[SELECTION]:
2011.03 Tacos Guadalajara in L.A.

March 1, 2011

In front of “R” Ranch Markets Bodega on Adams at Redondo, Los Angeles, CA 90016

West Adams

I was out this evening doing reconnaissance for the LoMos blog and couldn’t resist stopping at this truck for a snack when I passed it along the way. This used to be a stopping point for a Tortas Ahogadas truck, although I didn’t have the presence of mind tonight to ask if they belonged to the same operators. As I mentioned to Bandini (who reviewed this truck during his “30 Trucks in 30 Days” challenge in which he demonstrated the principle of Working Hard to Stay Awesome), I have seen a sidewalk trompo out front of this truck on weekend evenings, but never had the good sense to stop and try it out. Tonight, no such trompo luck (trompo luck is the best kind of luck), only the routine good luck of great tacos for $1 each.

[REQUESTS]:
• a. Turn everything in the entries, from their first line down to the line containing "[477,177,500,282]", into a numbered list with no blank lines. Leave the pictures out.
• b. Continue the post about the taco truck in West Adams from its last sentence.
The taco truck post above has no connection to the entries that follow.

[EXERCISE INPUT]:
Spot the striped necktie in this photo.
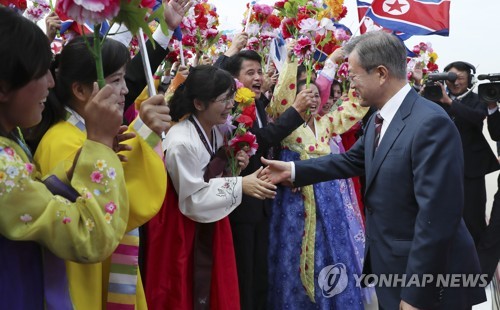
[373,113,384,152]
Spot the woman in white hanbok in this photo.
[146,66,275,310]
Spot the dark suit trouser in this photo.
[463,176,486,246]
[231,218,269,310]
[477,177,500,282]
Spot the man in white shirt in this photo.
[263,31,486,309]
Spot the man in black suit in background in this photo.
[477,102,500,282]
[262,31,486,310]
[440,61,500,246]
[216,49,311,310]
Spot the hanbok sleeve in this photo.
[120,117,167,231]
[165,143,242,223]
[266,61,298,118]
[0,139,129,263]
[323,90,369,134]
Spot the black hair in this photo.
[330,80,344,97]
[0,7,52,90]
[222,50,262,77]
[26,36,130,150]
[443,61,476,88]
[297,64,307,79]
[55,36,130,104]
[169,65,236,122]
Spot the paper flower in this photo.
[56,0,120,25]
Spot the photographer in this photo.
[437,61,500,246]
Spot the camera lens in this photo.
[478,82,500,102]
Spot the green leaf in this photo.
[148,5,170,36]
[113,0,152,37]
[284,2,292,11]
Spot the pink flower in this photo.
[24,163,34,174]
[337,62,349,78]
[56,0,120,25]
[104,201,117,214]
[299,18,321,34]
[293,36,313,57]
[90,171,103,183]
[253,4,274,16]
[141,0,156,9]
[3,147,14,156]
[206,28,219,39]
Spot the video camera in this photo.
[477,73,500,102]
[422,72,457,101]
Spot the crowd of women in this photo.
[0,0,496,309]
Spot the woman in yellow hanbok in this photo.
[34,37,169,309]
[0,7,129,310]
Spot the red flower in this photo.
[194,3,205,15]
[267,15,281,29]
[141,0,156,9]
[236,114,254,127]
[0,0,27,11]
[241,104,257,126]
[195,14,208,30]
[229,131,259,156]
[166,50,179,63]
[427,62,438,72]
[182,35,196,46]
[281,18,297,39]
[337,5,347,20]
[274,0,287,9]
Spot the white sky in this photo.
[213,0,500,74]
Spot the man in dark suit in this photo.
[440,61,500,245]
[219,50,312,309]
[262,31,485,310]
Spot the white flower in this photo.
[299,18,321,34]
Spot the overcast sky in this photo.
[213,0,500,74]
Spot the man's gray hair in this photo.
[344,31,406,80]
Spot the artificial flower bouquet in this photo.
[220,81,259,176]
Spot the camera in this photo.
[477,73,500,102]
[422,72,457,101]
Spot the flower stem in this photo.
[94,24,106,88]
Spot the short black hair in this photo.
[222,50,262,77]
[0,6,52,90]
[55,36,130,103]
[169,65,236,122]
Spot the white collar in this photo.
[192,114,217,154]
[379,84,411,128]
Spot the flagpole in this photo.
[351,14,366,38]
[179,40,186,66]
[244,1,255,32]
[137,28,166,152]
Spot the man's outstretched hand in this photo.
[259,157,292,186]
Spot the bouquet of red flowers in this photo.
[221,81,259,176]
[176,0,221,61]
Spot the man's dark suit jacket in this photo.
[295,90,485,309]
[477,110,500,281]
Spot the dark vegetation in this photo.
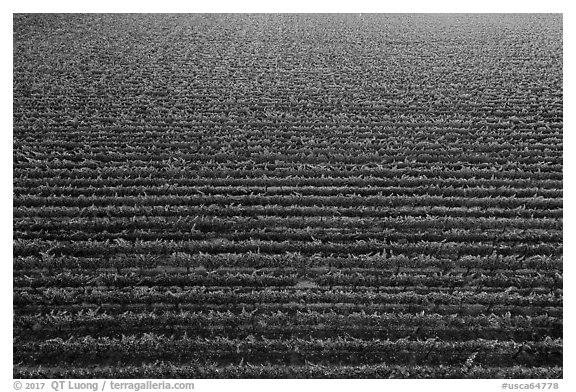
[13,14,563,378]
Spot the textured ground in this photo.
[13,14,562,378]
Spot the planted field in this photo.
[13,14,563,378]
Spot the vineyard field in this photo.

[OUTPUTS IN ORDER]:
• a.
1. Spot the striped necktie in this photo.
2. [373,113,384,152]
3. Spot the woman in white hanbok in this photo.
4. [146,66,275,310]
5. Spot the dark suit trouser in this photo.
6. [463,176,486,246]
7. [231,218,269,310]
8. [477,177,500,282]

• b.
I rolled up and would not have been sure they were open for business, except for the man standing on the sidewalk enjoying a plate of tacos. There is no menu board. I asked the young assistant what was available and she recited the list. I asked for one each of the carne asada and the al pastor. Later the young assistant flattered me by asking about my cargo bike.

This truck is unusual, as Bandini described, insomuch as it is not occupied from within, but rather opened up and operated from the sidewalk. More than meets the eye, this truck is a friendly Autobot. A stainless steel diamond plate apron folds down from the truck to create a secure standing platform. The taquera is standing in front of the plancha, and next to the young assistant below the bags of Cheetos and Taki is a fully stocked salsa bar with lidded, built-in compartments. If like me you also harbor secret dreams of throwing off that conventional, suburban lifestyle in favor of urban loft living in a vast, disused warehouse space (like in the classic movie Quicksilver), where a gutted conversion van rolled into the space can serve as your bedroom and your kitchen is a taco truck, then this would be a good style of taco truck to consider for that purpose.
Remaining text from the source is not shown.